**WHAT TO PRODUCE**
Turn every line of the records below into a Markdown table with two columns, Row for the row number and Line for the line itself. Leave out blank lines.

**DATASET CONTENT**
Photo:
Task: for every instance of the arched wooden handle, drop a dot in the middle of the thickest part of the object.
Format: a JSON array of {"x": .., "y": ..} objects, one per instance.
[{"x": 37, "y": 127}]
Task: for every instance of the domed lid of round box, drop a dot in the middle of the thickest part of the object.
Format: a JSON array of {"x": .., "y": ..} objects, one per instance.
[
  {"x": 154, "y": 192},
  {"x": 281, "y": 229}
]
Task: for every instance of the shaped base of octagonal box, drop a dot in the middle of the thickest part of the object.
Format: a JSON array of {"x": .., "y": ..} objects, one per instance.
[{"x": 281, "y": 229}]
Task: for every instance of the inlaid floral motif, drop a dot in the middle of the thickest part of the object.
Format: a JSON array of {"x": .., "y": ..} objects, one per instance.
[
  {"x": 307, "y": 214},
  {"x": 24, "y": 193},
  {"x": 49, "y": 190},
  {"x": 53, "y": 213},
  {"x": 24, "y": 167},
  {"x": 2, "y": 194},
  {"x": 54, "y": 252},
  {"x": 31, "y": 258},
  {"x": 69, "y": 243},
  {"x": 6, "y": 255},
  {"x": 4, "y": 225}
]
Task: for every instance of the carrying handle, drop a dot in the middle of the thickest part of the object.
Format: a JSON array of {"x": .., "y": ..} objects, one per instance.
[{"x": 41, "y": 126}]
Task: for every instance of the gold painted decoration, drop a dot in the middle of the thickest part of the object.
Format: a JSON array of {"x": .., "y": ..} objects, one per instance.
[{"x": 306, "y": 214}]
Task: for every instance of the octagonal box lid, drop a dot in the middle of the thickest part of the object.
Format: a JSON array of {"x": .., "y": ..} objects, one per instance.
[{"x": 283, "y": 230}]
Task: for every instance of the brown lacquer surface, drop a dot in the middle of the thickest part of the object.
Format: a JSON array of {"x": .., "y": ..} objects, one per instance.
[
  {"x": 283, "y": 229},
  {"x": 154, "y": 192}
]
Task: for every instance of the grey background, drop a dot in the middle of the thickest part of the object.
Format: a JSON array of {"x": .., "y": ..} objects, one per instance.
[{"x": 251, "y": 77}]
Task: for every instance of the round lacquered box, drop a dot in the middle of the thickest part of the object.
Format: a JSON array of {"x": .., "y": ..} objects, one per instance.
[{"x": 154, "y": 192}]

**RESULT FOR THIS EXERCISE**
| Row | Line |
|---|---|
| 1 | Photo: |
| 2 | Task: for every instance of the arched wooden handle, drop a dot in the middle of the thickest part of the object. |
| 3 | Format: a JSON array of {"x": .., "y": ..} objects, one per instance. |
| 4 | [{"x": 37, "y": 127}] |
| 5 | Task: for every instance of the domed lid of round box, drop a dot in the middle of the thickest part of the object. |
| 6 | Format: a JSON array of {"x": .., "y": ..} objects, one per instance. |
| 7 | [ |
| 8 |   {"x": 154, "y": 192}, |
| 9 |   {"x": 281, "y": 229} |
| 10 | ] |
| 11 | Task: for every instance of the shaped base of octagonal box, drop a dot in the middle of the thickest part of the object. |
| 12 | Format: a JSON array of {"x": .., "y": ..} objects, one per instance. |
| 13 | [{"x": 281, "y": 229}] |
| 14 | Task: for every instance of the inlaid floral motif, drop a dot in the middle of the thickest part of the object. |
| 15 | Format: a JSON array of {"x": .., "y": ..} objects, one per instance. |
| 16 | [ |
| 17 |   {"x": 307, "y": 214}, |
| 18 |   {"x": 24, "y": 193}, |
| 19 |   {"x": 49, "y": 190}, |
| 20 |   {"x": 53, "y": 213}, |
| 21 |   {"x": 24, "y": 167}, |
| 22 |   {"x": 2, "y": 194}, |
| 23 |   {"x": 54, "y": 252}, |
| 24 |   {"x": 31, "y": 258}, |
| 25 |   {"x": 69, "y": 243}, |
| 26 |   {"x": 6, "y": 255}, |
| 27 |   {"x": 4, "y": 225} |
| 28 | ] |
| 29 | Task: for every instance of the carrying handle, drop a dot in the middle of the thickest part of the object. |
| 30 | Format: a JSON array of {"x": .., "y": ..} objects, one per instance. |
| 31 | [{"x": 41, "y": 126}] |
| 32 | Task: for every instance of the gold painted decoration, drop a dot in the middle of the thickest part of the object. |
| 33 | Format: a JSON array of {"x": .., "y": ..} objects, one per instance. |
| 34 | [{"x": 306, "y": 214}] |
| 35 | Task: for every instance of the octagonal box lid, drop a dot in the middle of the thickest part of the object. |
| 36 | Format: a JSON array of {"x": .., "y": ..} objects, one per instance. |
| 37 | [{"x": 283, "y": 230}] |
| 38 | Task: for every instance of the brown lacquer surface, drop a dot in the middle of the thickest part of the object. |
| 39 | Format: a JSON array of {"x": .., "y": ..} objects, one per instance. |
| 40 | [ |
| 41 |   {"x": 283, "y": 229}, |
| 42 |   {"x": 154, "y": 192} |
| 43 | ] |
| 44 | Task: for every instance of the grey background, drop a dot in the middle of the thickest part of the object. |
| 45 | Format: a JSON array of {"x": .., "y": ..} objects, one per instance. |
| 46 | [{"x": 251, "y": 77}] |
| 47 | Task: for every instance of the round lacquered box, drop a dot in the middle of the thickest part of the object. |
| 48 | Format: a JSON array of {"x": .., "y": ..} objects, one per instance. |
| 49 | [{"x": 154, "y": 192}] |